Object detection records:
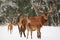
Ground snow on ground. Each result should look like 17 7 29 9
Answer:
0 25 60 40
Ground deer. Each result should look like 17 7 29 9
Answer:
19 1 53 39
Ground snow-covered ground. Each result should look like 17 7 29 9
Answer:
0 25 60 40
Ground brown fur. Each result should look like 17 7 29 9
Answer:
8 23 13 33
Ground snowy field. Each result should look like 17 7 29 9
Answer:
0 25 60 40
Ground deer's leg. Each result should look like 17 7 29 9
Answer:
37 28 41 38
27 30 29 39
23 31 26 37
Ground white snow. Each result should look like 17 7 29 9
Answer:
0 25 60 40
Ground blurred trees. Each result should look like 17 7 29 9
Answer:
0 0 60 25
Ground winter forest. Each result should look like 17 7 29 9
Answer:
0 0 60 40
0 0 60 26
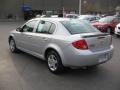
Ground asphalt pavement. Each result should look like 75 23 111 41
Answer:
0 22 120 90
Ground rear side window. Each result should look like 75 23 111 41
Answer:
36 21 55 34
61 20 99 34
22 20 37 32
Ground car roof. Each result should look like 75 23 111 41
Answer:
35 18 75 22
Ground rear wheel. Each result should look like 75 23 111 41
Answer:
9 38 18 53
47 50 64 74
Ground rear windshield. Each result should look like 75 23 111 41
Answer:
99 17 115 23
61 20 99 34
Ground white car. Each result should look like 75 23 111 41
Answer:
115 23 120 36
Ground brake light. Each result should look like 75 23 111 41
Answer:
72 40 88 50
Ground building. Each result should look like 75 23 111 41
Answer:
0 0 79 18
0 0 120 19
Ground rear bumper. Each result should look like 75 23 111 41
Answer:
63 46 113 67
115 28 120 35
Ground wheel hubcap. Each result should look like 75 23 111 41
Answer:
48 55 58 71
10 40 15 51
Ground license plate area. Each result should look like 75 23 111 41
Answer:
99 53 108 63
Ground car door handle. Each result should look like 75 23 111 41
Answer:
42 37 48 41
28 35 32 39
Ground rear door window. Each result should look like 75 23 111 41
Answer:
36 21 55 34
61 20 99 34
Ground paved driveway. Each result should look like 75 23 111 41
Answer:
0 22 120 90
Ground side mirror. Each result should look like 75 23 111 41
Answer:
41 21 45 24
16 27 22 32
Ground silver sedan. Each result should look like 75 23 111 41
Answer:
9 18 113 73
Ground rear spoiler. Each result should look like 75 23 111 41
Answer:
82 33 110 38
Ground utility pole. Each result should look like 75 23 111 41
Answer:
79 0 82 15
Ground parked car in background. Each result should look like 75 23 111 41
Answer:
9 18 113 73
115 23 120 36
65 14 78 19
92 16 120 33
79 15 100 22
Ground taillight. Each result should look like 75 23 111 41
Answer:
110 36 112 45
72 40 88 50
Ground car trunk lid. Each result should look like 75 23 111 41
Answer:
81 34 111 52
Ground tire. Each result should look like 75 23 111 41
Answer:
87 65 98 69
107 27 112 34
9 38 18 53
47 50 64 74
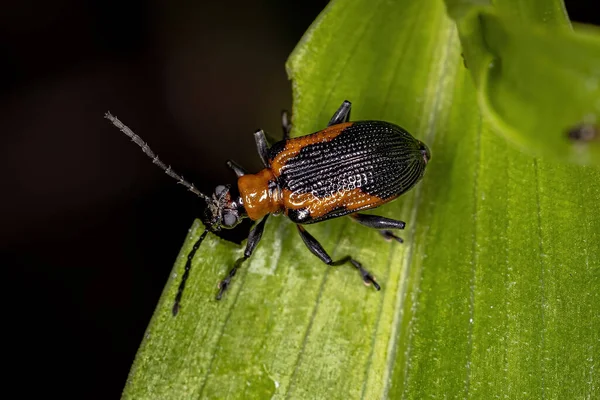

- [TASK STATEMENT]:
Rewrite every line of the records above as a numbered list, skipping any blank lines and leaving the pictures out.

- [ANSWER]:
1. Ground snow on ground. Each result should look like 17 7 29 9
2. Answer:
3. 0 25 60 40
4. Ground deer. Each result should look like 17 7 29 9
5. Answer:
6. 19 1 53 39
7. Ground snow-covered ground. Each result should look like 17 7 29 9
8. Answer:
9. 0 25 60 40
10. Ground brown fur. Each result should look like 17 7 29 9
11. Answer:
12. 8 23 13 33
13. Ground snowy field. Each result should look like 17 7 29 9
14. Answer:
15. 0 25 60 40
16. Ground deer's leg. Each result should look like 17 7 29 9
17. Answer:
18. 37 28 41 38
19. 27 30 29 39
20. 23 31 26 37
21. Ground white snow. Each result should look like 17 7 29 9
22. Answer:
23. 0 25 60 40
24. Ground blurred trees. Each result should look like 17 7 29 9
25. Answer:
26. 0 0 60 25
27. Ground winter forest. Each result should look like 17 7 29 9
28. Answer:
29. 0 0 60 40
30. 0 0 60 26
31. Ground asphalt pavement. Each result should look like 75 23 111 41
32. Answer:
33. 0 22 120 90
34. Ground rear side window. Each result should look like 75 23 111 41
35. Answer:
36. 36 21 55 34
37. 61 20 99 34
38. 22 20 37 32
39. Ground car roof. Each result should look like 75 23 111 41
40. Answer:
41. 35 18 75 22
42. Ground rear wheel. Each result should look like 75 23 111 41
43. Answer:
44. 9 38 18 53
45. 47 50 64 74
46. Ground rear windshield. Each result should look like 75 23 111 41
47. Answer:
48. 99 17 115 23
49. 61 20 99 34
50. Ground white car. Each result should look like 75 23 111 41
51. Answer:
52. 115 23 120 36
53. Ground brake light. Each result should look like 75 23 111 41
54. Answer:
55. 72 40 88 50
56. Ground building. Each result should look like 75 23 111 41
57. Answer:
58. 0 0 79 18
59. 0 0 120 19
60. Ground rear bumper. Each result should look like 75 23 111 41
61. Answer:
62. 63 46 113 67
63. 115 28 120 35
64. Ground wheel hubcap. Each result should look like 75 23 111 41
65. Answer:
66. 48 55 58 71
67. 10 40 15 51
68. Ground license plate area. Each result should look like 75 23 111 41
69. Answer:
70. 99 53 108 63
71. Ground car door handle. Each result should look like 75 23 111 41
72. Answer:
73. 42 37 48 41
74. 28 35 32 39
75. Ground rear door window. Each result should look like 75 23 111 41
76. Answer:
77. 36 21 55 34
78. 61 20 99 34
79. Ground paved driveway. Each result should look like 75 23 111 41
80. Answer:
81. 0 22 120 90
82. Ground side mirror. Each result should look like 75 23 111 41
83. Answer:
84. 41 21 45 24
85. 16 27 22 32
86. Ground silver sedan. Each result should look like 75 23 111 41
87. Answer:
88. 9 18 113 73
89. Ground rear spoiler. Each result should look like 75 23 111 41
90. Answer:
91. 82 33 110 38
92. Ground utility pole. Each result should look like 75 23 111 41
93. Answer:
94. 79 0 82 15
95. Ground parked car in background. Each result should look like 75 23 111 41
96. Answer:
97. 9 18 113 73
98. 115 23 120 36
99. 65 14 78 19
100. 92 16 120 33
101. 79 15 100 22
102. Ground taillight. Each result should look like 75 23 111 41
103. Answer:
104. 110 36 112 45
105. 72 40 88 50
106. Ground car trunk lid. Each result should look like 75 23 111 41
107. Answer:
108. 81 34 111 52
109. Ground tire. Each result should look like 75 23 111 41
110. Answer:
111. 87 65 98 69
112. 107 27 112 34
113. 9 38 18 53
114. 47 50 64 74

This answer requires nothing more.